— START PASSAGE TO READ —

I have a stored procedure that calls child stored procedures to parse JSON that is coming in from the client. The problem is that the JSON parsing mechanism is bottle-necking the application because it's doing it row-by-row. I had an idea to turn it into sort of a queue-ing structure where I could have x jobs running this same parent stored procedure and process through the records quicker. I created a proof of concept for this and it's periodically running into deadlocking issues that I am sort of at a loss as how to resolve. I'd first like to see if the way I'm handling the transactions and the general code is a reasonable method, and then I plan to approach my DBAs to see if they can help in actually resolving the deadlocks because I won't have the access in production to be able to do anything.
NOTE
Please ignore any syntax or spelling issues or lack of variables being declared. I cut out a lot of unnecessary code to keep this as simple as possible while trying to make sure the overarching strategy was still in place. Please consider this "pseudo-code". I realize that having the actual queries run in the child procs would be valuable in sorting out the cause, but I'm mainly interested in finding out if the way I'm using transactions in the nested procedures is correct, and if the transaction isolation level i'm using is right. Also, in the way of solutions, I'm wondering if programmatically re-processing the deadlocks is a valid work-around, or if I should be shooting for a different solution.

— END PASSAGE TO READ —

# EXERCISE DIRECTIONS
Take the post about deadlocks in the parallel JSON-parsing stored procedures further, starting right after its final sentence. The entries that come after this note aren't needed.

— START DATA SECTION —

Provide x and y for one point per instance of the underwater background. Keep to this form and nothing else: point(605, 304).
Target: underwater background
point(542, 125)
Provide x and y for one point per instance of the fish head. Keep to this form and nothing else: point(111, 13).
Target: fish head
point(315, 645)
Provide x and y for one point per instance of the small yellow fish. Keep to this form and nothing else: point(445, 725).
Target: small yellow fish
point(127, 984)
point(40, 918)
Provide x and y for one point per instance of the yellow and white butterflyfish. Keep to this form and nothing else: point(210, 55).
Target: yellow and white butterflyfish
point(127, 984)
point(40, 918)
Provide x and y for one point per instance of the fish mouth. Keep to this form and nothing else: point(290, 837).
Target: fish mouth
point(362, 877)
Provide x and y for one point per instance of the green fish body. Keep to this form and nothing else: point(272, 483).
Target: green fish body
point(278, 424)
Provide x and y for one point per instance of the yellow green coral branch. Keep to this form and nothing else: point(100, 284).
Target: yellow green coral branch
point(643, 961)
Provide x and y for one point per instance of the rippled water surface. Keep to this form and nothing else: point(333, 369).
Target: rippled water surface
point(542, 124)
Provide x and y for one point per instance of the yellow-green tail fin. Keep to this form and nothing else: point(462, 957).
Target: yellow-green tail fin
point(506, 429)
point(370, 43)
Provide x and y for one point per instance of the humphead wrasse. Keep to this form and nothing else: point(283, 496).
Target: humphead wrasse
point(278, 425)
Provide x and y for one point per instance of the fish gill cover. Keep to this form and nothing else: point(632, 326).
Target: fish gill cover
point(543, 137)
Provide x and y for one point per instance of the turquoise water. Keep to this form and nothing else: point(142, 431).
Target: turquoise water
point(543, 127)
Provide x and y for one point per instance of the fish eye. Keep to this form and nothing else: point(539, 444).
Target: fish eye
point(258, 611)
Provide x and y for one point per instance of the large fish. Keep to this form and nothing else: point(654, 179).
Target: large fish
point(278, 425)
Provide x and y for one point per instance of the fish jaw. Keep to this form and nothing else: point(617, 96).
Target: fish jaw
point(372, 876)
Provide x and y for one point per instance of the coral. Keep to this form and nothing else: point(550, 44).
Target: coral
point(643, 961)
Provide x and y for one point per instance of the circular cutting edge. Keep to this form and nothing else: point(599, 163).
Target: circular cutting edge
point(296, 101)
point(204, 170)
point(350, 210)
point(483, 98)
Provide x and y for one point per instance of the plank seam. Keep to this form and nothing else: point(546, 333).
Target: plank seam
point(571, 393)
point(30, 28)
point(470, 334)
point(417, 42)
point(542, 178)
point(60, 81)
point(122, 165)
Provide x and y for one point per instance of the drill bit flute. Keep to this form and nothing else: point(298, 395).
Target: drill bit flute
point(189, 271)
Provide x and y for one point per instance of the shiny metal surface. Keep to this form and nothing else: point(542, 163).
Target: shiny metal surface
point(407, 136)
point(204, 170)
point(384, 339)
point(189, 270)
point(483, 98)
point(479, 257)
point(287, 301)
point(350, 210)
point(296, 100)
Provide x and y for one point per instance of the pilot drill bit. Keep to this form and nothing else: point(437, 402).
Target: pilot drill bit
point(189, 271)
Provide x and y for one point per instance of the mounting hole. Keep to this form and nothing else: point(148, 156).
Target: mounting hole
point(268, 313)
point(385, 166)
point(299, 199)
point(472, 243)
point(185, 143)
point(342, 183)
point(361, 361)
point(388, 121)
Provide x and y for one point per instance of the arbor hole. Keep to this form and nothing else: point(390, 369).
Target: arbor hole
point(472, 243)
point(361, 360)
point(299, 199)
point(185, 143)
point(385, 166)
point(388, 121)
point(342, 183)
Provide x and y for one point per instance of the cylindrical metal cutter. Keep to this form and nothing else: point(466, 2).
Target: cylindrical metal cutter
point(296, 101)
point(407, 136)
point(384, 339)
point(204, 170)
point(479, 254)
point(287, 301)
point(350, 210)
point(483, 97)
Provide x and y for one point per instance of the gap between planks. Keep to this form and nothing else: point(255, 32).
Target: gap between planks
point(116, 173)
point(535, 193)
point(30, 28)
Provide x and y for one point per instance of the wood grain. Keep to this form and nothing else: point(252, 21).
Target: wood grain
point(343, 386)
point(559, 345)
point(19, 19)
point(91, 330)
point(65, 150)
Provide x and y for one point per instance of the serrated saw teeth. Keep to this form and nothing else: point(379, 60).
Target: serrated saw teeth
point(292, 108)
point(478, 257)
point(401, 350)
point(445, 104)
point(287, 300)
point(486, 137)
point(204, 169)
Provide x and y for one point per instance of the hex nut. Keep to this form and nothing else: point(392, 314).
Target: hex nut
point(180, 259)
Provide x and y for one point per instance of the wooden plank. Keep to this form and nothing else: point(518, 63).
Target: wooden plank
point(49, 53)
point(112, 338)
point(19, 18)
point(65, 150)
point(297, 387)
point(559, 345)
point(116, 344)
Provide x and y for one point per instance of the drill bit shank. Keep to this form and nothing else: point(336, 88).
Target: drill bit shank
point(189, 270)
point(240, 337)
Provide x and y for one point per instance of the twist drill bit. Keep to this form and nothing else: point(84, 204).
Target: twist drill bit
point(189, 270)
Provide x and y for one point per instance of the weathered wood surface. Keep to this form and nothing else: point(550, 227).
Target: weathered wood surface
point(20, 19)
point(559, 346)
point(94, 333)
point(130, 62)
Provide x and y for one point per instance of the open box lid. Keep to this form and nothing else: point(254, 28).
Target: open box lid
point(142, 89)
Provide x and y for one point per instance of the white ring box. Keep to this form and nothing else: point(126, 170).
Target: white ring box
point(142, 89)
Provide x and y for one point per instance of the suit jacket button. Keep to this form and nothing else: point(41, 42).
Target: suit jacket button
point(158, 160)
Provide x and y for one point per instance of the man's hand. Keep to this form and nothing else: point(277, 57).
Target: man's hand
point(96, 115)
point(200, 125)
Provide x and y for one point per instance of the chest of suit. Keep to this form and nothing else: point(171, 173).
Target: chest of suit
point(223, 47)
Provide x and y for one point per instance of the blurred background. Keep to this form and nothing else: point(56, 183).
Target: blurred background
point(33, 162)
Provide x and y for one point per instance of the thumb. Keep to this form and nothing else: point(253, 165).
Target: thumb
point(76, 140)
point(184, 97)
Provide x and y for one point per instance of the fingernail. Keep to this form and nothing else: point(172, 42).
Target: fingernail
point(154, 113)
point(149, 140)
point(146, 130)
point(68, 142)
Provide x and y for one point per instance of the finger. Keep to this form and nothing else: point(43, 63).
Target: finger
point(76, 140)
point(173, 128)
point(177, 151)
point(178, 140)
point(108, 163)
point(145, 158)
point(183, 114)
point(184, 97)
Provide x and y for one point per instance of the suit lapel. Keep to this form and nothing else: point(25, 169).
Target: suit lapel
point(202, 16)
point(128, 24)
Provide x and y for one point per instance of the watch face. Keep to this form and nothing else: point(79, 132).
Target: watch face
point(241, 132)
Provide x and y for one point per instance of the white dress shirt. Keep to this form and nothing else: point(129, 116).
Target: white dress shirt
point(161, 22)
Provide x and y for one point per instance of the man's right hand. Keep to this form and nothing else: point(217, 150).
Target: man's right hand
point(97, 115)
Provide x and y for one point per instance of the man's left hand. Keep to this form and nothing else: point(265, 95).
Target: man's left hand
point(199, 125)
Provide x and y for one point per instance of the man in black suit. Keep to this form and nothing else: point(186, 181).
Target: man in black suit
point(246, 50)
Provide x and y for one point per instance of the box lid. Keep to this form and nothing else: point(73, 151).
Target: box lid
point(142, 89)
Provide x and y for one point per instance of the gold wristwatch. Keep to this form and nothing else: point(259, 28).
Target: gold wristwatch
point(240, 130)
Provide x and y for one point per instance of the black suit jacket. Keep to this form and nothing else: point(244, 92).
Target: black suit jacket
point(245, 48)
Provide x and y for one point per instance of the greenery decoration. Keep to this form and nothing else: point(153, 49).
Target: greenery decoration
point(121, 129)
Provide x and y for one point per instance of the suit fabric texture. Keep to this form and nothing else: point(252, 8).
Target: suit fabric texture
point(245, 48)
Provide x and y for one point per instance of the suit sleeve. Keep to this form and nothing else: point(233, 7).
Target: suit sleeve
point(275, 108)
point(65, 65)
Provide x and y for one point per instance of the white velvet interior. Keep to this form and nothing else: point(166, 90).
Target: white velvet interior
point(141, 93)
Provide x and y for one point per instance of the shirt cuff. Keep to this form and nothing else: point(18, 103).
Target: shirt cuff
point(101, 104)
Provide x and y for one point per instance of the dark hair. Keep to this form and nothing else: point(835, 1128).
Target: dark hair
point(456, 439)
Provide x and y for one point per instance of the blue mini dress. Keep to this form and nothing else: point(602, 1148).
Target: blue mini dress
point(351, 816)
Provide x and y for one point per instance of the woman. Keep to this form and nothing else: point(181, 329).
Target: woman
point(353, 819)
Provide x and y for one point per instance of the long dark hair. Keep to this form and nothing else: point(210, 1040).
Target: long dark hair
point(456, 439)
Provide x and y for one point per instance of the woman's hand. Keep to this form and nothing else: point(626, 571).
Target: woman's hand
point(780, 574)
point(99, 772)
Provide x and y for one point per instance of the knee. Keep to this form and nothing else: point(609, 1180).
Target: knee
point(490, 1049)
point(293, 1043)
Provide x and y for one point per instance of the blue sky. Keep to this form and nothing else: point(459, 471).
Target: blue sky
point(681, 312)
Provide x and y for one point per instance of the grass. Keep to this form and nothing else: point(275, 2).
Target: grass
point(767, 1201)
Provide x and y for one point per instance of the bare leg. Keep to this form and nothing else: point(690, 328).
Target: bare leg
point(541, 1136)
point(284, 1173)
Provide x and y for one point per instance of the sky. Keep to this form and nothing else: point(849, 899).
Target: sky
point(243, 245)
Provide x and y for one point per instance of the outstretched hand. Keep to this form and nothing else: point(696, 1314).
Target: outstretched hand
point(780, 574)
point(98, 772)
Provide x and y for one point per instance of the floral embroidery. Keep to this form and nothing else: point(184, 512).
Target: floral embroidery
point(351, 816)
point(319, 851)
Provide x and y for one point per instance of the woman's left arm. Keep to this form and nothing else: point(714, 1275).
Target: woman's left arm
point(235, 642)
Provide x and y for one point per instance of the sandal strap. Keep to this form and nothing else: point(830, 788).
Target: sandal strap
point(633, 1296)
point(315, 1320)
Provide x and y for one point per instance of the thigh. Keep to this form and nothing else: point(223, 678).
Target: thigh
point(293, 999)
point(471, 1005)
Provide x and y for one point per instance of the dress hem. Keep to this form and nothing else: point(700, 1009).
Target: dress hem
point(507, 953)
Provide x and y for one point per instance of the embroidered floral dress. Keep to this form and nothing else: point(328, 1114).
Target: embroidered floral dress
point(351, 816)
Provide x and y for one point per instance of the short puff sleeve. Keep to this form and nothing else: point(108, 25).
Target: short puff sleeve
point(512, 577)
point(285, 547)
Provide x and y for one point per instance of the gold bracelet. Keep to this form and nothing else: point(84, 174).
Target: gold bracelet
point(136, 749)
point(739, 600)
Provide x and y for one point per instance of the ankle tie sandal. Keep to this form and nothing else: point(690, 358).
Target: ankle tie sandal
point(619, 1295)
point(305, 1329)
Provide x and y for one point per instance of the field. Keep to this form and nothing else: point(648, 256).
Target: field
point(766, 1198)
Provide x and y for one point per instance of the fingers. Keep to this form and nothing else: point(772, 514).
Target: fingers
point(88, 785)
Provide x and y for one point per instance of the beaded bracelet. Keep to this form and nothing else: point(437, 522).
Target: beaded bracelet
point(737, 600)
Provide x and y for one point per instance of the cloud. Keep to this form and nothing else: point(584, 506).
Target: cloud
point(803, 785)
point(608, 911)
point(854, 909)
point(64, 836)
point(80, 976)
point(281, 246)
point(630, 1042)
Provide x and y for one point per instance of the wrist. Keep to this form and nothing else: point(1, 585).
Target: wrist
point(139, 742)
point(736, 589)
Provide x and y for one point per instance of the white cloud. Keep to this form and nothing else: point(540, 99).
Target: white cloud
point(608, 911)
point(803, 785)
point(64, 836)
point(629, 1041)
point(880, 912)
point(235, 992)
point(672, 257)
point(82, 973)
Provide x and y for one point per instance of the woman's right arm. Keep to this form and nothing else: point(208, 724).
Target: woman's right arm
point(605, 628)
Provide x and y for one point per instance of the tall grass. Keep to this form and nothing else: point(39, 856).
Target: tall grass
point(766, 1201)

— END DATA SECTION —

# RESPONSE TO THIS TASK
So this is the parent procedure:
CREATE PROCEDURE [dbo].[ParentProc]
#BatchSize int = 5
AS
BEGIN
SET NOCOUNT ON;
SET XACT_ABORT ON; --http://www.sommarskog.se/error_handling/Part1.html#jumpXACT_ABORT
SET TRANSACTION ISOLATION LEVEL READ UNCOMMITTED; --mandated by DBAs unless I provide good reason not to use it.
/*
I opted to use UPDLOCK and READPAST hints in this proc based on doing some research online to determine how best to handle a queue processing system, which is essentially what we're doing.
For reference: https://www.mssqltips.com/sqlservertip/1257/processing-data-queues-in-sql-server-with-readpast-and-updlock/
*/
BEGIN TRY
--this transaction just marks the records with a guid that this instance of the proc will be handling.
BEGIN TRANSACTION
DECLARE #ProcessID varchar(36) = (SELECT NEWID());
;with cte as (
SELECT TOP (#BatchSize) ProcessID, UpdateDate
FROM dbo.MainJSONTable
WHERE IsProcessed = 0
AND ProcessID IS NULL
AND ProcessingFailed = 0
ORDER BY CreateDate ASC
)
UPDATE cte WITH (UPDLOCK, READPAST)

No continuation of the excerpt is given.